TOTABUAN.CO BOLMONG — Kendati banyak sorotan atas kinerja Dirut RS Datoe Binangkang Bolaang Mongondoe (Bolmong) dr Michael Karokaro, namun hingga kini ia masih dipertahankan. Michael masih memimpin rumah sakit sebagai direktur.
Padahal Pansus DPRD Bolmong pada rapat paripurna sebelumnya, sangat tegas meminta Bupati Bolmong Yusra Alhabsyi untuk melakukan evaluasi atas kinerja direktur rumah sakit karena dinilai tidak mampu.
Sebelumnya Ketua Pansus DPRD Bolmong Masri Dg Masenge mengatakan, dalam hal pelayanan pemerintahan, berbagai catatan yang dituangkan atas temuan Pansus. Yakni segera mengisi jabatan dalam struktur pemerintahan yang kosong baik berstatus pelaksana harian atau pelaksana tugas, serta perlu adanya penyegaran diseluruh tingkat organisasi perangkat daerah.
Selain itu, catatan penting juga untuk mengevaluasi kinerja direktur RSUD Datoe Binangkang Bolmong karena tidak mampu mengimplementasikan program dan kegiatan. Serta selalu menjadi temuan berulang ulang saat pemeriksaan dari BPK RKI.

Data Hasil Ekstraksi.
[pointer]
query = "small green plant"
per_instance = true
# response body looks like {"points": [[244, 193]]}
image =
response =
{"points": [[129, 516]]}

Petunjuk Tugas. Tuliskan ulang tanpa perubahan bagian berita tentang direktur RS Datoe Binangkang, mulai dari "TOTABUAN.CO BOLMONG —" sampai dengan "organisasi perangkat daerah.".

Hasil Tugas.
TOTABUAN.CO BOLMONG — Kendati banyak sorotan atas kinerja Dirut RS Datoe Binangkang Bolaang Mongondoe (Bolmong) dr Michael Karokaro, namun hingga kini ia masih dipertahankan. Michael masih memimpin rumah sakit sebagai direktur.
Padahal Pansus DPRD Bolmong pada rapat paripurna sebelumnya, sangat tegas meminta Bupati Bolmong Yusra Alhabsyi untuk melakukan evaluasi atas kinerja direktur rumah sakit karena dinilai tidak mampu.
Sebelumnya Ketua Pansus DPRD Bolmong Masri Dg Masenge mengatakan, dalam hal pelayanan pemerintahan, berbagai catatan yang dituangkan atas temuan Pansus. Yakni segera mengisi jabatan dalam struktur pemerintahan yang kosong baik berstatus pelaksana harian atau pelaksana tugas, serta perlu adanya penyegaran diseluruh tingkat organisasi perangkat daerah.